▸ **ACTION ITEM**: Change "positive clicks" to "foreground clicks" throughout the lines below and reproduce them with nothing else altered, omitting the pictures.

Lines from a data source
=== Begin Enclosure ===

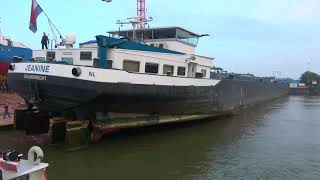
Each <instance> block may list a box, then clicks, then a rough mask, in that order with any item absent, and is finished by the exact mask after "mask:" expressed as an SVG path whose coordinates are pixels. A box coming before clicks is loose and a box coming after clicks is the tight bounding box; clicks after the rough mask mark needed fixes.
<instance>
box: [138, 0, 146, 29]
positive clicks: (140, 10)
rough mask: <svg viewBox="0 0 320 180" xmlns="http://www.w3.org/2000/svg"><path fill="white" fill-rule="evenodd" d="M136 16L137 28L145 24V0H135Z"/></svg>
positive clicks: (145, 19) (145, 24)
mask: <svg viewBox="0 0 320 180" xmlns="http://www.w3.org/2000/svg"><path fill="white" fill-rule="evenodd" d="M137 18H138V19H139V21H140V22H139V24H138V29H144V28H145V26H146V23H145V20H146V0H137Z"/></svg>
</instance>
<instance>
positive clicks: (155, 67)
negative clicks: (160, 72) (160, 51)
mask: <svg viewBox="0 0 320 180" xmlns="http://www.w3.org/2000/svg"><path fill="white" fill-rule="evenodd" d="M145 72H146V73H152V74H158V72H159V64H153V63H146V66H145Z"/></svg>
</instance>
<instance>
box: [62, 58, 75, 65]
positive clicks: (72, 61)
mask: <svg viewBox="0 0 320 180" xmlns="http://www.w3.org/2000/svg"><path fill="white" fill-rule="evenodd" d="M61 60H62V62H64V63H66V64H73V58H70V57H62V58H61Z"/></svg>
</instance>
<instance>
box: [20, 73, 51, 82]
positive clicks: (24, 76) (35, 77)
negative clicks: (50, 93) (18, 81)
mask: <svg viewBox="0 0 320 180" xmlns="http://www.w3.org/2000/svg"><path fill="white" fill-rule="evenodd" d="M24 79H32V80H38V81H46V80H47V76H39V75H32V74H24Z"/></svg>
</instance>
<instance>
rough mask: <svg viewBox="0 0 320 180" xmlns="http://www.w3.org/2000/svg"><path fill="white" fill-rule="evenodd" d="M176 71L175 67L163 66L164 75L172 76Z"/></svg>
mask: <svg viewBox="0 0 320 180" xmlns="http://www.w3.org/2000/svg"><path fill="white" fill-rule="evenodd" d="M173 71H174V66H171V65H163V74H165V75H169V76H172V75H173Z"/></svg>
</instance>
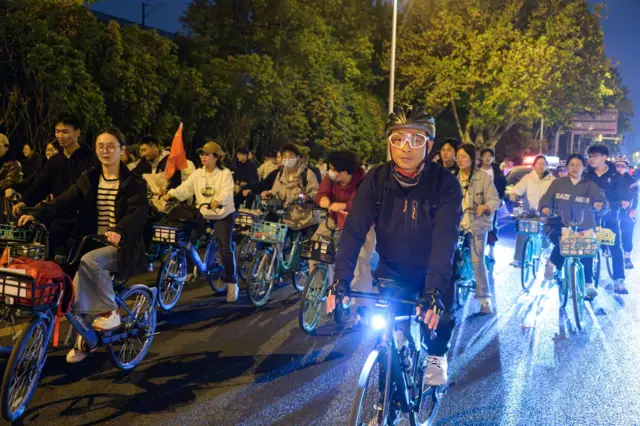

=== End Enclosure ===

▸ **YOUR SOLUTION**:
Each <instance> block may list a box, then clicks, then a rough mask, in that order with any item absent, and is finished by the exact mask after "mask:" expressed as an SVG path whose coordinates are pixels. A box coming before clicks is loose and a box coming after clicks is the tight bounding box; clicks after the rough mask mark needed fixes.
<instance>
box: [138, 0, 146, 29]
foreground clicks: (140, 10)
rough mask: <svg viewBox="0 0 320 180" xmlns="http://www.w3.org/2000/svg"><path fill="white" fill-rule="evenodd" d="M136 16L137 28L145 24V0H135Z"/></svg>
foreground clicks: (145, 19) (145, 24)
mask: <svg viewBox="0 0 320 180" xmlns="http://www.w3.org/2000/svg"><path fill="white" fill-rule="evenodd" d="M137 18H138V19H139V21H140V22H139V24H138V29H144V28H145V26H146V23H145V20H146V0H137Z"/></svg>
</instance>
<instance>
foreground clicks: (155, 67)
negative clicks: (160, 72) (160, 51)
mask: <svg viewBox="0 0 320 180" xmlns="http://www.w3.org/2000/svg"><path fill="white" fill-rule="evenodd" d="M145 72H146V73H152V74H158V72H159V64H153V63H146V66H145Z"/></svg>
</instance>
<instance>
box: [62, 58, 75, 65]
foreground clicks: (72, 61)
mask: <svg viewBox="0 0 320 180" xmlns="http://www.w3.org/2000/svg"><path fill="white" fill-rule="evenodd" d="M61 60H62V62H64V63H66V64H73V58H70V57H62V58H61Z"/></svg>
</instance>
<instance>
box: [20, 73, 51, 82]
foreground clicks: (24, 76) (35, 77)
negative clicks: (50, 93) (18, 81)
mask: <svg viewBox="0 0 320 180" xmlns="http://www.w3.org/2000/svg"><path fill="white" fill-rule="evenodd" d="M24 79H32V80H38V81H46V80H47V76H39V75H32V74H24Z"/></svg>
</instance>
<instance>
rough mask: <svg viewBox="0 0 320 180" xmlns="http://www.w3.org/2000/svg"><path fill="white" fill-rule="evenodd" d="M176 71L175 67L163 66L164 75L172 76Z"/></svg>
mask: <svg viewBox="0 0 320 180" xmlns="http://www.w3.org/2000/svg"><path fill="white" fill-rule="evenodd" d="M173 71H174V66H171V65H163V74H165V75H169V76H172V75H173Z"/></svg>
</instance>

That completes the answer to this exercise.